Without copying the images, write out all the entries below verbatim.
# # # #
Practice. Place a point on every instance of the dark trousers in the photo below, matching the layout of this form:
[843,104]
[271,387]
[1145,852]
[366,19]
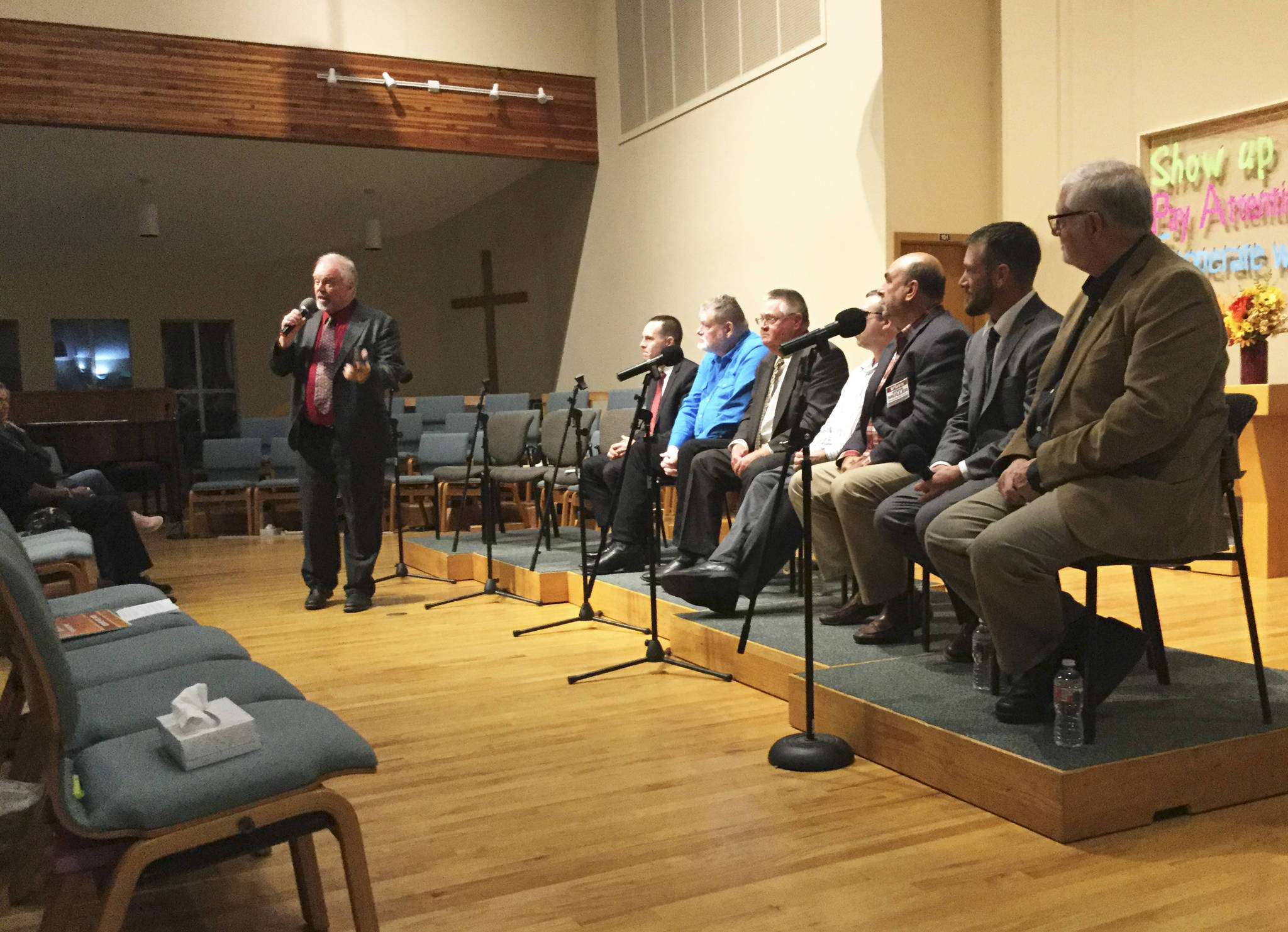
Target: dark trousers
[328,469]
[118,546]
[705,479]
[762,538]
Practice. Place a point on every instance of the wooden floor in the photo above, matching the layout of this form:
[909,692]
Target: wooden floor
[508,800]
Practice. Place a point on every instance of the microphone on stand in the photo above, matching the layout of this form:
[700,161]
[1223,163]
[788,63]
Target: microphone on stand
[849,322]
[670,355]
[307,308]
[918,461]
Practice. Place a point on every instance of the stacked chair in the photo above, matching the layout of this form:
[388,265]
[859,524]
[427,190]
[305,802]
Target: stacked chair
[115,802]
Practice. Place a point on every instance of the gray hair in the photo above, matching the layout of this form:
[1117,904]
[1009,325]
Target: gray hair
[1114,189]
[726,309]
[348,270]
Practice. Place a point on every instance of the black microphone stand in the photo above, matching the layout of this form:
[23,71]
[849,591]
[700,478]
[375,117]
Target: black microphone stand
[808,751]
[401,567]
[491,586]
[548,500]
[653,649]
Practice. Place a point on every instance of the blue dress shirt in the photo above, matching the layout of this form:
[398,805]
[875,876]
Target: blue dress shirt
[720,393]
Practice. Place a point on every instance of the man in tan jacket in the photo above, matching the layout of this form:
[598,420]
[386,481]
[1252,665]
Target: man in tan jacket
[1119,453]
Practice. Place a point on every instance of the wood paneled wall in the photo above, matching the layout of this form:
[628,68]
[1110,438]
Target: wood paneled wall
[60,75]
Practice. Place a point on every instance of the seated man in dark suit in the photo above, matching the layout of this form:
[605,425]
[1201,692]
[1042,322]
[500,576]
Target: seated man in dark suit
[28,483]
[1002,362]
[713,408]
[908,401]
[603,475]
[760,443]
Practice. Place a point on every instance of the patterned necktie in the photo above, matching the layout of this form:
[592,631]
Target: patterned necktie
[767,414]
[325,358]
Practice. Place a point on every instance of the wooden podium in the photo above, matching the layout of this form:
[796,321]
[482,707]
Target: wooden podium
[1264,488]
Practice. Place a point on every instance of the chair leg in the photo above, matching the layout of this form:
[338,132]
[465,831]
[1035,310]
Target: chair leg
[1148,607]
[308,884]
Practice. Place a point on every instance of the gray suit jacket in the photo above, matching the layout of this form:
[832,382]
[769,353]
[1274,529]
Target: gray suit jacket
[361,416]
[1011,389]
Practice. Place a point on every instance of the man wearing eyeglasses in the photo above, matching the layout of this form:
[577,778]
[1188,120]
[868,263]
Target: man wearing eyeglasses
[1119,453]
[709,470]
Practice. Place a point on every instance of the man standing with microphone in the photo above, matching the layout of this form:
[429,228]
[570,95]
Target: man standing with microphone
[343,358]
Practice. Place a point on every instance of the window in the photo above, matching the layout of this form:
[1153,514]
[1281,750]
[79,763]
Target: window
[197,357]
[92,354]
[11,361]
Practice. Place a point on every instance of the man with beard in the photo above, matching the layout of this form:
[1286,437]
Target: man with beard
[1002,362]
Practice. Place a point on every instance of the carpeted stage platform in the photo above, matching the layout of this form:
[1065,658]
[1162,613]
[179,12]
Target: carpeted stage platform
[1161,751]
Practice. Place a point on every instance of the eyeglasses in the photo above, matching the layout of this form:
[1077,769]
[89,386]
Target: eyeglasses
[1054,219]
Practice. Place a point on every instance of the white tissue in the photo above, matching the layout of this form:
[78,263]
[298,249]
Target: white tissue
[190,709]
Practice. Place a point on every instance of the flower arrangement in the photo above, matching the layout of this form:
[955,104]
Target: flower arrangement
[1256,314]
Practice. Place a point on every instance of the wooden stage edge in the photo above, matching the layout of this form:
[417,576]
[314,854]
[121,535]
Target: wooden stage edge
[1063,805]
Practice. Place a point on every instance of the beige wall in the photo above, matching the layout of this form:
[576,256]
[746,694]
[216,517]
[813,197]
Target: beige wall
[1084,79]
[533,230]
[541,35]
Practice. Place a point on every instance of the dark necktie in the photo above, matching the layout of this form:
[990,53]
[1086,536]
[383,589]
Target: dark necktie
# # # #
> Response box:
Practice. Place a point on every instance of the dark trousers in the photo below, matching the layout of this form:
[843,104]
[271,387]
[1145,852]
[366,19]
Target: dark trousers
[328,469]
[118,546]
[705,479]
[762,538]
Practice. Place a point on every instance of the wooden floor in the photo above, matching the layout of this form:
[909,692]
Target: wooden floor
[508,800]
Practice. Place a point on every instance of the microphone on stand in the photo above, matching the layout of this form:
[700,161]
[1223,163]
[788,63]
Target: microphone on stand
[849,322]
[670,355]
[307,308]
[918,461]
Practice. Place a point on every instance of the stacked chair in the photo above, matching the layout of this form:
[388,265]
[859,524]
[427,190]
[305,802]
Target: stacked chair
[115,802]
Practice. Place a point on every instance of the gray hair in the photo above, matching the layout of this form:
[1117,904]
[1009,325]
Target: gray hair
[1114,189]
[726,309]
[348,270]
Practice. Place a point on every instance of the black microphone stand in the photo above, matching the layout of this form:
[23,71]
[849,591]
[700,478]
[375,117]
Target: black microphone stand
[808,751]
[401,567]
[491,586]
[548,500]
[653,649]
Practice. Place a point on every instance of the blue dress shirt in the photo above, matching the layout of this form:
[398,805]
[875,876]
Target: blue dress shirt
[720,393]
Practice. Place a point on every instance of the man in tan jacket in the photo above, matching the layout of this form:
[598,420]
[386,481]
[1252,665]
Target: man in tan jacket
[1119,453]
Practice. Place a point on every instance of the wood paneled wall in the photo above, matching the layout of this form:
[628,68]
[1110,438]
Target: wood paneled wall
[60,75]
Practice. Place a point on every instance of the seated man in dark suit in the photo above, matching the layout of this form:
[605,425]
[1201,692]
[1042,322]
[500,576]
Target: seated man in dark suit
[28,483]
[1002,362]
[713,408]
[908,401]
[603,475]
[760,443]
Practice. Place a point on every instance of the patterned necktie in the photo above, matching the layout of this form:
[592,631]
Target: patterned necktie
[767,414]
[325,358]
Practice. Place a point on every instance of the wooden podium in the photo above, matching the layout of this form:
[796,321]
[482,707]
Target: wooden podium
[1264,488]
Practice. Place a point on every instance of the chair leg in the photo above, matching the layout of this form:
[338,132]
[465,831]
[1035,310]
Target: chair leg
[1148,607]
[308,884]
Practice. Place a point on every instance of the gray suit jacket in the photo above, matching the layout of this form:
[832,382]
[769,353]
[1274,529]
Target: gray suit jacket
[361,416]
[1011,389]
Practice. Place a point on every instance of the man wearing eyeglasses in the photo above, matching the layout of this form:
[577,778]
[1188,120]
[868,263]
Target: man wearing eyeglasses
[1119,453]
[709,470]
Practice. Place a point on every instance of the man standing with microphone in the photo above, matching the layout of this form:
[429,228]
[570,95]
Target: man standing with microphone
[343,358]
Practice. Place a point on every instance of the window in the photo above, matching the layout of this form:
[1153,514]
[1281,750]
[79,763]
Target: window
[197,357]
[92,354]
[11,361]
Practice. Place a point on every instance of the man with beard in the photo above, matching the layout of this form:
[1286,437]
Target: man with beard
[1002,362]
Practice. Place a point on every instance of the carpeted stage platform in the photo above, matching the layout of this form:
[1065,658]
[1162,613]
[179,12]
Target: carpeted stage platform
[1161,751]
Practice. Place a point on every instance of the eyeglasses in the photo above, matching the layout of this form:
[1077,769]
[89,386]
Target: eyeglasses
[1054,219]
Practice. Place a point on every instance of the white tissue in the photo above, matching the layout of this form:
[78,263]
[298,249]
Target: white tissue
[190,709]
Practice. Place a point on every instance of the flower arrangement in the photo above, matching the layout of this form:
[955,104]
Target: flower arrangement
[1256,314]
Practice. Place a point on every instance of the wooden stage edge in the photo above, matching the layout of this form:
[417,576]
[314,854]
[121,535]
Target: wooden stage edge
[1063,805]
Practice. Place a point on every instance of the beige wall in the photo above, matching the layout of this form:
[576,256]
[746,694]
[216,517]
[813,197]
Target: beige wall
[1084,79]
[533,230]
[541,35]
Practice. Place a point on every instance of the dark necktie in the photo above, matching the layout of this form:
[990,53]
[1086,536]
[383,589]
Target: dark necktie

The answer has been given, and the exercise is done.